[Text to read]:
>> Begin
- Borough: Richmond upon Thames
- County: Greater London
- Population: 12,175 (2021)
- Major settlements: St Margarets, Twickenham
- Area: 1.963 km²

Current electoral ward
- Created: 2002
- Seats: 3

= St Margarets and North Twickenham =

Electoral ward in London, England

St Margarets and North Twickenham is an electoral ward in the London Borough of Richmond upon Thames. The ward was first used in the 2002 elections and elects three councillors to Richmond upon Thames London Borough Council.

== Geography ==
The ward is named after the districts of St Margarets and North Twickenham.
>> End
[Data excerpt]:
>> Begin
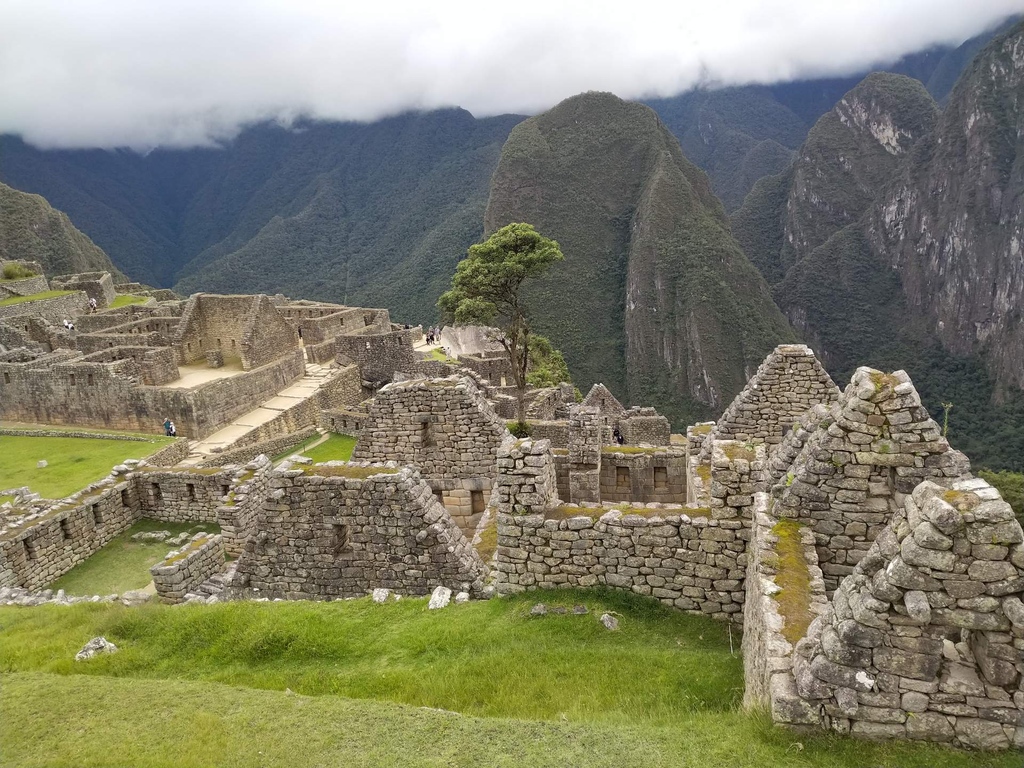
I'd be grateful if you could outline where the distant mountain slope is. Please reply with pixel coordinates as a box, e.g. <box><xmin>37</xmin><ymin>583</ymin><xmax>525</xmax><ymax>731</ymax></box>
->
>> End
[Work instructions]:
**1.** Check each statement against the St Margarets and North Twickenham text. Answer yes or no, and quote the words that decide it: (a) the ward was first used in the 2002 elections; (b) the ward elects two councillors; (c) the ward covers an area of 1.963 km².
**2.** According to the St Margarets and North Twickenham text, what is the ward named after?

[Per-task outputs]:
**1.**
(a) Yes: "The ward was first used in the 2002 elections"
(b) No: "elects three councillors to Richmond upon Thames London Borough Council"
(c) Yes: "Area: 1.963 km²"

**2.** The ward is named after the districts of St Margarets and North Twickenham.